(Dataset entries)

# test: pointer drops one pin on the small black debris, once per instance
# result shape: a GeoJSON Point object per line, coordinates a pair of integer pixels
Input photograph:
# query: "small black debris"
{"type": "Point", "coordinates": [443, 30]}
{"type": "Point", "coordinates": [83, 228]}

WHAT THE EXERCISE ASKS
Render every line of the items above as a JSON list of strings, one string per line, and omit any blank lines.

CORRECT ANSWER
[
  "# test: pointer drops one pin on the small black debris, once per instance",
  "# result shape: a GeoJSON Point object per line, coordinates a pair of integer pixels",
  "Input photograph:",
  "# query: \"small black debris\"",
  "{\"type\": \"Point\", \"coordinates\": [443, 30]}",
  "{\"type\": \"Point\", \"coordinates\": [83, 228]}"
]